[Start of section]

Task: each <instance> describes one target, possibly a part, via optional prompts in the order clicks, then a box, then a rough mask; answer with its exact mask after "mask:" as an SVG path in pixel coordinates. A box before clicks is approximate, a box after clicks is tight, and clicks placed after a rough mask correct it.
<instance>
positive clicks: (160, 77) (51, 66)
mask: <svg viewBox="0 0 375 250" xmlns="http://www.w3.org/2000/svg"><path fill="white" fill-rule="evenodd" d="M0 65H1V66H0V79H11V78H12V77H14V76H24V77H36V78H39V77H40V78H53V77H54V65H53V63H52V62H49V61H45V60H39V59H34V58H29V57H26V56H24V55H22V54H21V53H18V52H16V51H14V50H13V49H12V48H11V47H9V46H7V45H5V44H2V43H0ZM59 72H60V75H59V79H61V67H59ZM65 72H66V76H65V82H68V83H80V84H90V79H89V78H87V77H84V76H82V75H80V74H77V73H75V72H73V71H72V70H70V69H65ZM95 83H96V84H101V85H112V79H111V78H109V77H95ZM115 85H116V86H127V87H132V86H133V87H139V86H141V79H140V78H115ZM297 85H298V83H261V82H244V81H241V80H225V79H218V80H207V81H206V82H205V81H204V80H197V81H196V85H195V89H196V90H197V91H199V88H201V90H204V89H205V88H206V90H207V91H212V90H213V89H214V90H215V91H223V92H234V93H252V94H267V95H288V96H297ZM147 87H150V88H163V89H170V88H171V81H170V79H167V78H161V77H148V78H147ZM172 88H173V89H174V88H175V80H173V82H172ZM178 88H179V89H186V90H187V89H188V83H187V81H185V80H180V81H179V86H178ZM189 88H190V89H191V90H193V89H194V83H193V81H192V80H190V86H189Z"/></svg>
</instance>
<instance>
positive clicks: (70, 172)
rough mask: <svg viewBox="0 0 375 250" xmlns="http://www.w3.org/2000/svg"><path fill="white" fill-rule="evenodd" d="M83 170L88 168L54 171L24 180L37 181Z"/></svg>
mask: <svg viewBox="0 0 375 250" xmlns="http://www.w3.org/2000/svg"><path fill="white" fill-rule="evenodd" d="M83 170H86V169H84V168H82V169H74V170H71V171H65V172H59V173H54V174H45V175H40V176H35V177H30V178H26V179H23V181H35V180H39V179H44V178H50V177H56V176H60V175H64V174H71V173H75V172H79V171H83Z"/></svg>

[End of section]

Task goal — Render every line of the records above as a Markdown table with the columns Line and Content, leaving out blank lines.

Your response —
| Line | Content |
|---|---|
| 1 | Task: each <instance> describes one target, possibly a part, via optional prompts in the order clicks, then a box, then a rough mask; answer with its exact mask after "mask:" as an SVG path in pixel coordinates. A box before clicks is approximate, a box after clicks is tight, and clicks placed after a rough mask correct it. |
| 2 | <instance> |
| 3 | positive clicks: (160, 77) (51, 66) |
| 4 | mask: <svg viewBox="0 0 375 250" xmlns="http://www.w3.org/2000/svg"><path fill="white" fill-rule="evenodd" d="M0 65H1V66H0V79H11V78H12V77H14V76H24V77H36V78H39V77H40V78H53V77H54V65H53V63H52V62H49V61H45V60H39V59H34V58H29V57H26V56H24V55H22V54H21V53H18V52H16V51H14V50H13V49H12V48H11V47H9V46H7V45H5V44H2V43H0ZM59 72H60V75H59V79H61V67H59ZM65 72H66V76H65V82H68V83H80V84H90V79H89V78H87V77H84V76H82V75H80V74H77V73H75V72H73V71H72V70H70V69H65ZM95 83H96V84H101V85H112V79H111V78H109V77H95ZM115 85H116V86H127V87H132V86H133V87H139V86H141V79H140V78H115ZM297 85H298V83H261V82H244V81H241V80H225V79H218V80H207V81H206V82H205V81H204V80H197V81H196V85H195V89H196V90H197V91H199V88H201V90H204V89H205V88H206V90H207V91H212V90H213V89H214V90H215V91H223V92H234V93H252V94H267V95H288V96H297ZM147 87H150V88H163V89H170V88H171V81H170V79H167V78H161V77H148V78H147ZM172 88H173V89H174V88H175V80H173V82H172ZM178 88H179V89H186V90H187V89H188V83H187V81H185V80H180V81H179V86H178ZM189 88H190V89H191V90H193V89H194V83H193V81H192V80H190V86H189Z"/></svg> |
| 5 | </instance> |
| 6 | <instance> |
| 7 | positive clicks: (70, 172) |
| 8 | rough mask: <svg viewBox="0 0 375 250" xmlns="http://www.w3.org/2000/svg"><path fill="white" fill-rule="evenodd" d="M83 170L88 168L54 171L24 180L37 181Z"/></svg> |
| 9 | mask: <svg viewBox="0 0 375 250" xmlns="http://www.w3.org/2000/svg"><path fill="white" fill-rule="evenodd" d="M83 170H86V169H84V168H82V169H74V170H71V171H65V172H59V173H54V174H45V175H40V176H35V177H30V178H26V179H23V181H35V180H39V179H44V178H50V177H56V176H60V175H64V174H71V173H75V172H79V171H83Z"/></svg> |